═════ Extrait

Il n'est pas surprenant que le chroniqueur des minutes ait écrit en introduction : « Si l'on doit juger de l'état des affaires par les conversations du conseil, on risque fort, au lieu d'écrire l'histoire, de se retrouver bientôt pendu à un réverbère. »11

En proie au désespoir, Krivochéine déclarait, le 19 août 1915 :

Le rapport du ministre de l'intérieur [Chtcherbatov] m'a profondément ébranlé... Il faut dire clairement à Sa Majesté que la situation intérieure, telle qu'elle existe... ne permet que deux solutions : ou une vigoureuse dictature militaire, si l'on peut trouver quelqu'un qui fasse l'affaire, ou la réconciliation avec le public. Notre cabinet ne correspond pas aux attentes du public, et il doit céder la place à un autre dans lequel le pays puisse croire. Atermoyer, s'accrocher à des demi-mesures et à des temporisations est impossible... J'ai hésité longtemps avant d'en venir finalement à cette conclusion, mais maintenant chaque jour est comme une année et la situation change à une vitesse étourdissante. De toutes parts, on est contraint d'écouter les plus sinistres prédictions si des mesures décisives ne sont pas prises pour apaiser l'anxiété publique.12

Malheureusement, c'est exactement ce que le tsar était incapable de faire : établir une « vigoureuse dictature militaire » ou libéraliser le système de gouvernement. Le tsarisme devenait de plus en plus un régime de crise permanente.

L'importance des ministres fut de plus en plus réduite par la méthode même de leur sélection ; la règle apparemment en usage était très simple : la promotion des plus incompétents. Des changements dans la composition du gouvernement étaient fréquents, et remarquablement ineptes. Lorsque la guerre éclata, le premier ministre de Russie était I.L. Goremykine. « Âgé de soixante-quinze ans, conservateur, avec derrière lui une longue carrière de bureaucrate, il avait été, selon ses propres termes, « ôté comme un manteau d'hiver de la naphtaline » en janvier 1914 pour présider le gouvernement, et il aurait pu tout aussi facilement être remis dans son placard. »13

Voici comment Buchanan , l'ambassadeur britannique, le décrivait :

Un aimable vieux gentilhomme aux manières plaisantes, d'un tempérament indolent et tout à fait dépassé par son travail, il n'avait pas changé avec le temps... Avec l'art consommé d'un courtisan-né il avait gagné les bonnes grâces de l'impératrice, même si, hormis ses opinions ultra-monarchiques, il n'avait aucune qualité particulière qui pût le recommander.14

Goremykine se sentait si vieux qu'il demandait constamment la permission de démissionner. Mais le tsar refusait. « Voilà si longtemps qu'on aurait dû me mettre au cercueil ! Je l'ai dit, l'autre jour encore, à l'empereur ; mais Sa Majesté n'a pas voulu m'entendre... » disait-il lugubrement.15 Comme c'était un monarchiste à l'ancienne mode, il était trop précieux au tsar pour qu'il puisse s'en priver.

══════════

> **Consigne**
Imprimez sans aucune modification le passage de l'extrait qui va de « Goremykine se sentait » à « puisse s'en priver. ».

═════ Entrées affichées

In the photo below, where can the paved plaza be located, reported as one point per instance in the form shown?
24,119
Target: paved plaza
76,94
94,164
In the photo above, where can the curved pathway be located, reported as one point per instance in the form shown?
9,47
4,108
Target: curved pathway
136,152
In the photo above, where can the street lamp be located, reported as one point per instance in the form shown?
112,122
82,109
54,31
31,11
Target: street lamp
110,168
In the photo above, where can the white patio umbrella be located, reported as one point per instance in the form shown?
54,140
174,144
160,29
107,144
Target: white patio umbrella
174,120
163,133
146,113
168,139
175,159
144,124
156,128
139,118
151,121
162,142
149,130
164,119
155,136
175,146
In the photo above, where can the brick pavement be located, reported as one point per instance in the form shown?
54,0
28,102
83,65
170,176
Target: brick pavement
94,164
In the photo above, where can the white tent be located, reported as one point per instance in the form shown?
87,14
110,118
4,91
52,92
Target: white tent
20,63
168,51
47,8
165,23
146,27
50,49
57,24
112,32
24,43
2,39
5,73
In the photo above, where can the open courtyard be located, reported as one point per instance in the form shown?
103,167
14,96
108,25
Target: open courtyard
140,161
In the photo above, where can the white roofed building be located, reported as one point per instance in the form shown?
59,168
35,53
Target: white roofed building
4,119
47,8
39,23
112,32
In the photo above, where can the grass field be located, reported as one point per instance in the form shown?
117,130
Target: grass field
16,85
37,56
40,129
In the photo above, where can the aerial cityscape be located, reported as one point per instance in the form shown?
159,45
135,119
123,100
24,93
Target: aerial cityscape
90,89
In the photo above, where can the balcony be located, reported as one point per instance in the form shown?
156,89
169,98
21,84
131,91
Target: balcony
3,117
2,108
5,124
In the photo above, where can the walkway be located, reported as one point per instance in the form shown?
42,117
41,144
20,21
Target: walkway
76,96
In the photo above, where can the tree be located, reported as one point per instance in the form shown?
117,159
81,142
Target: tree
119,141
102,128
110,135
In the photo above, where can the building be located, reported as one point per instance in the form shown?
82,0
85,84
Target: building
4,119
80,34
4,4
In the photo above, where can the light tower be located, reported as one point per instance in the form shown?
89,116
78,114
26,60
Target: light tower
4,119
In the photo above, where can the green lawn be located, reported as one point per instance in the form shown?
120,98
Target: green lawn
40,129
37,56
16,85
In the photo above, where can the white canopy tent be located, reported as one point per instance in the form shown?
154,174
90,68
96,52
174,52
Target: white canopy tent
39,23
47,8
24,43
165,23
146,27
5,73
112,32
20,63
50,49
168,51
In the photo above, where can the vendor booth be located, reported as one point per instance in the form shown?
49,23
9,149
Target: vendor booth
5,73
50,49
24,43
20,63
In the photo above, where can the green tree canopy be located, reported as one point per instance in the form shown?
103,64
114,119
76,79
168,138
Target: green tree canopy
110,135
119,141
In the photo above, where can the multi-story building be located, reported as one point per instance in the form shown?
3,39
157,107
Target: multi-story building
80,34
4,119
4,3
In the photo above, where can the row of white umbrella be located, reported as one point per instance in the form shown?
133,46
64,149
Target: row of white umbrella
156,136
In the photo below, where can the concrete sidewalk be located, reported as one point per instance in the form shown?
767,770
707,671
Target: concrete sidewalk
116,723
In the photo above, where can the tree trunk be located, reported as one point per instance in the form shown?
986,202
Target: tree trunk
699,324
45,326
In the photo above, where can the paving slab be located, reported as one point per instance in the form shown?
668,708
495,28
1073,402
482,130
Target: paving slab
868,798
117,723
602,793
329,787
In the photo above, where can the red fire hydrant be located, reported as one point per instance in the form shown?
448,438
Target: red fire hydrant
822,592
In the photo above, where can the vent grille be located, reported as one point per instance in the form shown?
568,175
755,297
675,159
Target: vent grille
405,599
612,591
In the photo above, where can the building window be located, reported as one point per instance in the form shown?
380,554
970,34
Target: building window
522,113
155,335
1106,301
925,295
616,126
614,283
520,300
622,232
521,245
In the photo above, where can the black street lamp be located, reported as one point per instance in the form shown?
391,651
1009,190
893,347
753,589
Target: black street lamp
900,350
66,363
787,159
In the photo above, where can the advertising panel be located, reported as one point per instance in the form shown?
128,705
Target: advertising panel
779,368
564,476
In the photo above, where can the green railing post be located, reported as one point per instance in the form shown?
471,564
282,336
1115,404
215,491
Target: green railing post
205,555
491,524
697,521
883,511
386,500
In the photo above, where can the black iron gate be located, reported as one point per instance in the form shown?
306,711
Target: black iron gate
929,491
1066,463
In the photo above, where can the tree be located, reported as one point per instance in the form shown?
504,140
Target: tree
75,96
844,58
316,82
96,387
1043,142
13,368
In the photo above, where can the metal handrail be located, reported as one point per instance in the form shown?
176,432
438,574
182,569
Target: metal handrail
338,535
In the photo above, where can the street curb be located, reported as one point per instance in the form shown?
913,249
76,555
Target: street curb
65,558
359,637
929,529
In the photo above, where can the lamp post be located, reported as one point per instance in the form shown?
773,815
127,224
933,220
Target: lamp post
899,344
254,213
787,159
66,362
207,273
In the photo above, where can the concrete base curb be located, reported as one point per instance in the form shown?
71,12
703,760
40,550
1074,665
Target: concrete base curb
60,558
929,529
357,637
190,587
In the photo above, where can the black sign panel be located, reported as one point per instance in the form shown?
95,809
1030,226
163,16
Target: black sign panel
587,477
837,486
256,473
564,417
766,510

══════════

> **Résultat attendu**
Goremykine se sentait si vieux qu'il demandait constamment la permission de démissionner. Mais le tsar refusait. « Voilà si longtemps qu'on aurait dû me mettre au cercueil ! Je l'ai dit, l'autre jour encore, à l'empereur ; mais Sa Majesté n'a pas voulu m'entendre... » disait-il lugubrement.15 Comme c'était un monarchiste à l'ancienne mode, il était trop précieux au tsar pour qu'il puisse s'en priver.